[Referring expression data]
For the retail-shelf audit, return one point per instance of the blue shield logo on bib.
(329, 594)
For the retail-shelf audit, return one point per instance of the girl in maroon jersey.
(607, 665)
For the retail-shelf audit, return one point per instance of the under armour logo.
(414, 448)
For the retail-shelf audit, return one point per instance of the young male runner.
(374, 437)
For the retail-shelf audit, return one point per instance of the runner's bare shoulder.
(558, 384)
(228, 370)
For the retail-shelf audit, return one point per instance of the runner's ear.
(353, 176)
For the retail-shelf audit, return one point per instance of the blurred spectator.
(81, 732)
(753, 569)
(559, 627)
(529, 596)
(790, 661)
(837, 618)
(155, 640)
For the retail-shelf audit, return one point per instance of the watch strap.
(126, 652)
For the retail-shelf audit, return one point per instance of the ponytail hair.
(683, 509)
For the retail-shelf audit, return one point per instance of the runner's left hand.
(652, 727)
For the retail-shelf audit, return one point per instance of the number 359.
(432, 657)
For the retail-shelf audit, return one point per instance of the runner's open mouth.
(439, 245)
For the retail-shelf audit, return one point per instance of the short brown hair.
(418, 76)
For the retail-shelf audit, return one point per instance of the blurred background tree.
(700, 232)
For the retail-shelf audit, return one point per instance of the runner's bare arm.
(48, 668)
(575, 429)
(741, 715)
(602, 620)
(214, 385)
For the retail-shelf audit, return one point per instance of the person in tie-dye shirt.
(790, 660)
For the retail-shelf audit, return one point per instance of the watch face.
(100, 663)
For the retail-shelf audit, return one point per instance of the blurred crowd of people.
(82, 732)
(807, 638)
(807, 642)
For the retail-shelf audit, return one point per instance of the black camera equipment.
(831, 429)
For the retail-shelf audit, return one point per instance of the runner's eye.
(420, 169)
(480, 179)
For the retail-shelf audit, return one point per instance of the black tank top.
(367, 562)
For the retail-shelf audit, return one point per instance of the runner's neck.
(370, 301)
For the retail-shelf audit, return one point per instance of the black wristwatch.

▸ TASK BRIEF:
From the line holding "the runner's neck." down to the final line above, quote every line exactly and only those lines.

▸ EXERCISE RESPONSE:
For the retail-shelf audit, return one point per instance of the runner's neck.
(370, 301)
For the retail-shelf audit, return one point per instance of the black wristwatch.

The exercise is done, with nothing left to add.